▸ **Description of the task**:
Print every item below again, copying each line with no changes.
++++++++++++++++++++
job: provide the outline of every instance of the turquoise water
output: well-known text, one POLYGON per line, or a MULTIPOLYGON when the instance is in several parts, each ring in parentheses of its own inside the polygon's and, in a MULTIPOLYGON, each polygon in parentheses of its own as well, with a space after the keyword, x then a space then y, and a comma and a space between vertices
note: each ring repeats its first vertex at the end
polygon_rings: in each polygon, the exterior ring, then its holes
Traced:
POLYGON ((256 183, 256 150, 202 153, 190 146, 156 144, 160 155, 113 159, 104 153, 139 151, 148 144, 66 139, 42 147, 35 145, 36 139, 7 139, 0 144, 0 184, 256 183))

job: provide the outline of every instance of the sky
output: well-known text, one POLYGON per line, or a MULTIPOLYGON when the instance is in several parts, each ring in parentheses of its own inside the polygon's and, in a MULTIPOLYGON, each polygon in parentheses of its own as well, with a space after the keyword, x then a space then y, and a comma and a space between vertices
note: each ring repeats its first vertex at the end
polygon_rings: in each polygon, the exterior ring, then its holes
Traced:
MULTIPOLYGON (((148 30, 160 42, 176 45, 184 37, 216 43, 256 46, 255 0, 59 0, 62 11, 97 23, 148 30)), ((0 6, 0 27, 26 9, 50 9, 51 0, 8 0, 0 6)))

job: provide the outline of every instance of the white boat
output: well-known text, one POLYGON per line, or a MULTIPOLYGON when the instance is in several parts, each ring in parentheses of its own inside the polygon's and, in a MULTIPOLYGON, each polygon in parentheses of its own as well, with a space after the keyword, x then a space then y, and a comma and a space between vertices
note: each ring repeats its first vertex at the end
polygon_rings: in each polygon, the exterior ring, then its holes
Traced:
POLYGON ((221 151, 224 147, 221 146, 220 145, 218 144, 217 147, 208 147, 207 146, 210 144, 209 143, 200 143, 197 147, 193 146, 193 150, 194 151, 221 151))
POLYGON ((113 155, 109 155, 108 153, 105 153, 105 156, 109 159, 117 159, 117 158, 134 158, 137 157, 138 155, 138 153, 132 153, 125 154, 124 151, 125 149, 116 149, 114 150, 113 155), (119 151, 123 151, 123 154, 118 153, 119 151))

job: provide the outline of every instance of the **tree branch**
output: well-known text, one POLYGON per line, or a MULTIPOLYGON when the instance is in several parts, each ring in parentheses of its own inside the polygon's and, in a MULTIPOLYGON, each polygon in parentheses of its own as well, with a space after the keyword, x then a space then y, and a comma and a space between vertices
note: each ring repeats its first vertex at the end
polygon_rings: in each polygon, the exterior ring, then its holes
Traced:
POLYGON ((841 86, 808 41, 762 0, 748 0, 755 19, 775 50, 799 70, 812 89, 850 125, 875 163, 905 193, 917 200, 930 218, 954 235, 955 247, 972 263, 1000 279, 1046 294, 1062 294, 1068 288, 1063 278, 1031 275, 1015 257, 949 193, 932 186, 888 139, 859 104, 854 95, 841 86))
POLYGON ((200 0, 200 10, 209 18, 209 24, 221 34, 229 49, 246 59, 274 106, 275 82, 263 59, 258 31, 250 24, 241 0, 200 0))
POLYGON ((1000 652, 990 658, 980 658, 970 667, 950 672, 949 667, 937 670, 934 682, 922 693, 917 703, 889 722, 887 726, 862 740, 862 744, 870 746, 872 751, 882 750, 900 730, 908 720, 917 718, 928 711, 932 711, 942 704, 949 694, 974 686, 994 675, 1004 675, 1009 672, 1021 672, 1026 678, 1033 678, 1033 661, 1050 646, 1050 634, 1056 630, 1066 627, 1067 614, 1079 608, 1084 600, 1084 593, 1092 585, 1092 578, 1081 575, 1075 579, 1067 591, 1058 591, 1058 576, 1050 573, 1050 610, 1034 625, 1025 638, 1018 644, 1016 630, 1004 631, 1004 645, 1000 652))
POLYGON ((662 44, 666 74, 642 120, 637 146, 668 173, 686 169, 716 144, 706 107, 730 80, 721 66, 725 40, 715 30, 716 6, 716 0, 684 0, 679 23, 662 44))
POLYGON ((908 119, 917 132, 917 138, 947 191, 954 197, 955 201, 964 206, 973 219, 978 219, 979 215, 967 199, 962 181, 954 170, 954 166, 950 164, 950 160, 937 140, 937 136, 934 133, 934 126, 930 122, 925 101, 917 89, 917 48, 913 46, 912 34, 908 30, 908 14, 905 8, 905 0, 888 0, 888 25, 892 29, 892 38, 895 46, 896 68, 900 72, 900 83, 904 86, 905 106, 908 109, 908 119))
++++++++++++++++++++
▸ **Final result**:
job: provide the outline of every instance of the turquoise water
output: well-known text, one POLYGON per line, or a MULTIPOLYGON when the instance is in several parts, each ring in parentheses of its own inside the polygon's and, in a MULTIPOLYGON, each polygon in parentheses of its own as well, with a space after the keyword, x then a space then y, and a comma and a space between vertices
note: each ring repeats its first vertex at the end
polygon_rings: in each polygon, the exterior ring, then its holes
Traced:
POLYGON ((256 183, 256 150, 202 153, 190 146, 156 144, 160 155, 113 159, 104 153, 139 151, 148 144, 66 139, 42 147, 35 145, 36 139, 7 139, 0 144, 0 184, 256 183))

job: provide the outline of every instance of the sky
output: well-known text, one POLYGON per line, or a MULTIPOLYGON when the instance is in several parts, each ring in parentheses of its own inside the polygon's and, in a MULTIPOLYGON, each polygon in parentheses of its own as well, with a space after the keyword, x then a space then y, and a comma and a space between vertices
note: each ring repeats its first vertex at the end
polygon_rings: in each polygon, the exterior ring, then its holes
Traced:
MULTIPOLYGON (((148 30, 160 42, 176 45, 184 37, 216 43, 256 46, 255 0, 59 0, 62 11, 97 23, 148 30)), ((0 6, 0 27, 26 9, 50 9, 51 0, 8 0, 0 6)))

job: provide the outline of every instance of the white boat
output: well-known text, one POLYGON per line, or a MULTIPOLYGON when the instance is in several parts, each ring in parentheses of its own inside the polygon's and, in a MULTIPOLYGON, each polygon in parentheses of its own as well, with a space after the keyword, x then a space then y, and a comma and a space between vertices
note: each ring repeats its first vertex at the end
polygon_rings: in each polygon, the exterior ring, then its holes
Traced:
POLYGON ((221 151, 224 147, 221 146, 220 145, 218 144, 217 147, 208 147, 207 146, 210 144, 209 143, 200 143, 197 147, 193 146, 193 150, 194 151, 221 151))
POLYGON ((113 155, 109 155, 108 153, 105 153, 105 156, 109 159, 117 159, 117 158, 134 158, 137 157, 138 155, 138 153, 132 153, 125 154, 124 151, 125 149, 116 149, 114 150, 113 155), (119 151, 123 151, 123 154, 118 153, 119 151))

job: provide the outline of every instance of the **tree branch**
output: well-known text, one POLYGON per line, or a MULTIPOLYGON when the instance is in several parts, each ring in parentheses of its own inside the polygon's and, in a MULTIPOLYGON, each polygon in parentheses of its own as well, with a space after the keyword, x then a space then y, and a comma and a space between vertices
note: each ring repeats its first vertex at the end
polygon_rings: in each polygon, the exterior ring, then its holes
Traced:
POLYGON ((841 86, 808 41, 762 0, 748 0, 755 19, 775 50, 799 70, 812 89, 850 125, 875 163, 905 193, 917 200, 930 218, 954 235, 955 247, 972 263, 1000 279, 1046 294, 1062 294, 1068 288, 1063 278, 1031 275, 1015 257, 949 193, 932 186, 888 139, 859 104, 854 95, 841 86))
POLYGON ((200 0, 200 10, 209 18, 209 24, 221 34, 229 49, 246 59, 274 106, 275 82, 263 59, 258 31, 250 24, 241 0, 200 0))
POLYGON ((1000 652, 990 658, 980 658, 970 667, 950 672, 949 667, 937 670, 934 682, 922 693, 917 703, 889 722, 887 726, 862 740, 862 744, 870 746, 872 751, 882 750, 900 730, 908 720, 917 718, 928 711, 932 711, 942 704, 949 694, 974 686, 994 675, 1004 675, 1009 672, 1021 672, 1026 678, 1033 678, 1033 661, 1050 646, 1050 634, 1056 630, 1066 627, 1067 614, 1079 608, 1084 600, 1084 593, 1092 585, 1092 578, 1081 575, 1075 579, 1067 591, 1058 591, 1058 576, 1050 573, 1050 610, 1034 625, 1025 638, 1018 644, 1016 630, 1004 631, 1004 645, 1000 652))
POLYGON ((662 44, 666 74, 642 120, 637 146, 668 173, 686 169, 716 144, 706 107, 730 80, 721 66, 725 40, 715 30, 716 6, 716 0, 684 0, 679 23, 662 44))
POLYGON ((908 119, 917 132, 917 138, 947 191, 954 197, 955 201, 964 206, 973 219, 978 219, 979 215, 967 199, 962 181, 954 170, 954 166, 950 164, 950 160, 937 140, 937 136, 934 133, 934 126, 930 122, 925 101, 917 89, 917 48, 913 46, 912 34, 908 30, 908 14, 905 8, 905 0, 888 0, 888 25, 892 29, 892 38, 895 46, 896 68, 900 72, 900 83, 904 86, 905 106, 908 109, 908 119))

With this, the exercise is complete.